[Point placement records]

** begin **

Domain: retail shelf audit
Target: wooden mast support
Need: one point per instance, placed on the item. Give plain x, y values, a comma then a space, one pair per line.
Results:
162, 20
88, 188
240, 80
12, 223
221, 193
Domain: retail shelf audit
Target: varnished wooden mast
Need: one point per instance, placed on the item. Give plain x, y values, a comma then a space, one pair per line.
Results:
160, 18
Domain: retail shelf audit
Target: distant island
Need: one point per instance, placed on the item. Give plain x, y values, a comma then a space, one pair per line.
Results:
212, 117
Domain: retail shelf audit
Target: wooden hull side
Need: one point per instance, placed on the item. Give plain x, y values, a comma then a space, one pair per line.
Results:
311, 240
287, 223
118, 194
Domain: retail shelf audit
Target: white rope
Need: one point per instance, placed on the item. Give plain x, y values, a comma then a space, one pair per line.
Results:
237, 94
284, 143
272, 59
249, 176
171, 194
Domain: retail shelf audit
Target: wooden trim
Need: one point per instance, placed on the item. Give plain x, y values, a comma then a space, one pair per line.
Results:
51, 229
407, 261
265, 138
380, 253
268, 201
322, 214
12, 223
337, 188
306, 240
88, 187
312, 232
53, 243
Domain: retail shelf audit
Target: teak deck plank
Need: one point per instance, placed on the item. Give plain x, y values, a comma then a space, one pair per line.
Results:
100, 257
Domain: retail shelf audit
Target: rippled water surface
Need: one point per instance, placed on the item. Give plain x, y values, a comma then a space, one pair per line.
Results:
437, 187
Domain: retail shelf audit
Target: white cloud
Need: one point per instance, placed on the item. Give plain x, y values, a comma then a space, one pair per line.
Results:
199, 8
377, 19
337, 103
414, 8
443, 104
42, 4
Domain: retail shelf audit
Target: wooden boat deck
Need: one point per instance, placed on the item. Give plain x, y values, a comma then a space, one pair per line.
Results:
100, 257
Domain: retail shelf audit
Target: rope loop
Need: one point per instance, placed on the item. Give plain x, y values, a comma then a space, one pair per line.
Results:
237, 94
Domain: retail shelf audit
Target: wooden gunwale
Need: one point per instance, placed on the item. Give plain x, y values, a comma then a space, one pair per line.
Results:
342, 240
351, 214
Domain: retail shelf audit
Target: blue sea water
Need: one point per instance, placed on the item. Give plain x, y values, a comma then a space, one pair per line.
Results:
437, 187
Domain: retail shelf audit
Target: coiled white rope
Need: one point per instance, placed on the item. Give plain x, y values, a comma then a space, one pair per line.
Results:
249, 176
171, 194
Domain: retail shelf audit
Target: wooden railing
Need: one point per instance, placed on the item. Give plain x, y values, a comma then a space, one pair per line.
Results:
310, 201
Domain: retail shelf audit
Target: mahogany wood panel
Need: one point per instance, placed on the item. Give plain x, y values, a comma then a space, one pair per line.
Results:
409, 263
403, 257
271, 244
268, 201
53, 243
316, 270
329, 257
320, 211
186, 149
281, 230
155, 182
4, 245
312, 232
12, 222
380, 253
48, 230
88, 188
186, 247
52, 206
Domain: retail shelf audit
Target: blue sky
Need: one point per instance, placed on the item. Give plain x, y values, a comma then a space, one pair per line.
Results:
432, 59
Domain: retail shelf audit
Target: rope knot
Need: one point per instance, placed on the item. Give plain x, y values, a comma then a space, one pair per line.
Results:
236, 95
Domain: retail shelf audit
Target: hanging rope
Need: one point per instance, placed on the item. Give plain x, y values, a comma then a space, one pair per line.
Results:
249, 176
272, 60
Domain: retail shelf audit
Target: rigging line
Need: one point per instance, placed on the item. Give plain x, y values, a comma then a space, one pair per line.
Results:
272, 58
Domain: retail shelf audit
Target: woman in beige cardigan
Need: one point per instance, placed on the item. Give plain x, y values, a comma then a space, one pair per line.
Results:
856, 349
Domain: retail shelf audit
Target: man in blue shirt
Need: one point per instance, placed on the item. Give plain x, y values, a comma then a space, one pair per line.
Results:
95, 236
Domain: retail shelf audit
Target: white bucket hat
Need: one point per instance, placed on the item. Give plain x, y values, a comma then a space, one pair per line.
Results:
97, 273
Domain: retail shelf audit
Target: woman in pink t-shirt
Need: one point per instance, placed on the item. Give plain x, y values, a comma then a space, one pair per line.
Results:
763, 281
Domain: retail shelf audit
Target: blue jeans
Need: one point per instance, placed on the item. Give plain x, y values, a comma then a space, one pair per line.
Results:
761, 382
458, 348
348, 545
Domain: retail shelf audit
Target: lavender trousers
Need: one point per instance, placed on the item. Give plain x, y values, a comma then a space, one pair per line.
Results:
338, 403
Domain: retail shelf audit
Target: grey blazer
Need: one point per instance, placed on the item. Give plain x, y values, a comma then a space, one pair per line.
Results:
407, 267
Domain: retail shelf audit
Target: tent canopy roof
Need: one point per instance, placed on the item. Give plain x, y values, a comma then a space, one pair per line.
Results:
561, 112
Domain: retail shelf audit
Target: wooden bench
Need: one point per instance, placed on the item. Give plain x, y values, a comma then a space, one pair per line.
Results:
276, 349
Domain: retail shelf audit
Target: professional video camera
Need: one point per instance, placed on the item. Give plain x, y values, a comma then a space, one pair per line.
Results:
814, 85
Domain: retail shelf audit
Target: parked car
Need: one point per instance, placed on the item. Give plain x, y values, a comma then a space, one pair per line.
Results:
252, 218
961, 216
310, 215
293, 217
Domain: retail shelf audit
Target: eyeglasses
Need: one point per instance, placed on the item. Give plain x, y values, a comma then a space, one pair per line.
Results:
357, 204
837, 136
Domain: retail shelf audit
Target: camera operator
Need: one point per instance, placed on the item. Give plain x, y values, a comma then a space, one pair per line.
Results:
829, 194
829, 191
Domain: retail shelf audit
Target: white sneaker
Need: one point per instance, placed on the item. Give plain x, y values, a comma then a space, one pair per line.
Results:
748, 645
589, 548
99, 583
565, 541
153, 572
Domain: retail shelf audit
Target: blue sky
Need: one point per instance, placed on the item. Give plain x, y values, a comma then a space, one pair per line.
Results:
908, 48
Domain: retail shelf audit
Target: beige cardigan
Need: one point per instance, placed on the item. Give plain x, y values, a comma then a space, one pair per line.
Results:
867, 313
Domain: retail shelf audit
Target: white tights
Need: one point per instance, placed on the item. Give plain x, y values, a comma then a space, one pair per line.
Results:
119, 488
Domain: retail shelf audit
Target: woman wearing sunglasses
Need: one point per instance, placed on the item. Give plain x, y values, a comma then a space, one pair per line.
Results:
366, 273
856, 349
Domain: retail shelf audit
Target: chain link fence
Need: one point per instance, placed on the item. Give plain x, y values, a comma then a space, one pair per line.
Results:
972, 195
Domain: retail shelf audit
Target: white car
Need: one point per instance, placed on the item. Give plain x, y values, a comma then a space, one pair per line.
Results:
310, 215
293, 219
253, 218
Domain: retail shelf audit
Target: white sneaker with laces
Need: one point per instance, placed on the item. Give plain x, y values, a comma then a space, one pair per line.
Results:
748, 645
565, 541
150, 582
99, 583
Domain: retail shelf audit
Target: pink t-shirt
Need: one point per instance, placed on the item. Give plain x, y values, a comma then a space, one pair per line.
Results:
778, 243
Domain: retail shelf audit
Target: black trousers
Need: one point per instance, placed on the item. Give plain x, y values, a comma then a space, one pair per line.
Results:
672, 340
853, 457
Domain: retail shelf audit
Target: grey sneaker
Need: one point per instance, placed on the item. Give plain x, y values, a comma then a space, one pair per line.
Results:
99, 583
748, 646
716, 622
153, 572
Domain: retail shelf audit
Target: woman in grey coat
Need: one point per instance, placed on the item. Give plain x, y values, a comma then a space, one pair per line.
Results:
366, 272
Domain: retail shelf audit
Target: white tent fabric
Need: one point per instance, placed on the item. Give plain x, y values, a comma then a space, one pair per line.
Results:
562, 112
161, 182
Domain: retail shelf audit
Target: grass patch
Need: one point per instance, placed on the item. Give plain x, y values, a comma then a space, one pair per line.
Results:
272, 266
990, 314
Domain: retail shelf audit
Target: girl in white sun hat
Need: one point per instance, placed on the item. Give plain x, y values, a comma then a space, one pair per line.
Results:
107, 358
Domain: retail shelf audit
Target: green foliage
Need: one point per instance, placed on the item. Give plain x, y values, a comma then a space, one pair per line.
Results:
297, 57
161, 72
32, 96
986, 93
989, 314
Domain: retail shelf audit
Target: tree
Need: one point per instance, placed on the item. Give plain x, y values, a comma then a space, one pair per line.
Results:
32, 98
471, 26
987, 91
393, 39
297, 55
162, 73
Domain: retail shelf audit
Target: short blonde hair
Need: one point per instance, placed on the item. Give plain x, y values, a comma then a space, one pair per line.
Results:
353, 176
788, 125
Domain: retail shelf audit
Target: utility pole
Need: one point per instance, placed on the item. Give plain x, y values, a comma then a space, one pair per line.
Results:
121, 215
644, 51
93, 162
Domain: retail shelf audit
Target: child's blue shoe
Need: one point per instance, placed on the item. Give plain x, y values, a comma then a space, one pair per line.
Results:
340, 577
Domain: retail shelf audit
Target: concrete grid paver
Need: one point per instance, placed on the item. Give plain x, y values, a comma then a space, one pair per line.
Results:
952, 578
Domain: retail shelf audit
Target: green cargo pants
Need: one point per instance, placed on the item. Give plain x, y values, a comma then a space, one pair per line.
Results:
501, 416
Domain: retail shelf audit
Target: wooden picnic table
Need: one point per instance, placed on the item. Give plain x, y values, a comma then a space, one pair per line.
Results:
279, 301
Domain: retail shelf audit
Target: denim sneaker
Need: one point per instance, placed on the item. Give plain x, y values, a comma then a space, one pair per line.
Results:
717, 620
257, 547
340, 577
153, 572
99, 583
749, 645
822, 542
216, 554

** end **

- Problem statement -
List each row above that contains the string "tent", treating uppercase and lowercase letters as distinct.

- Correct output -
Target: tent canopy roof
Target: white tent fabric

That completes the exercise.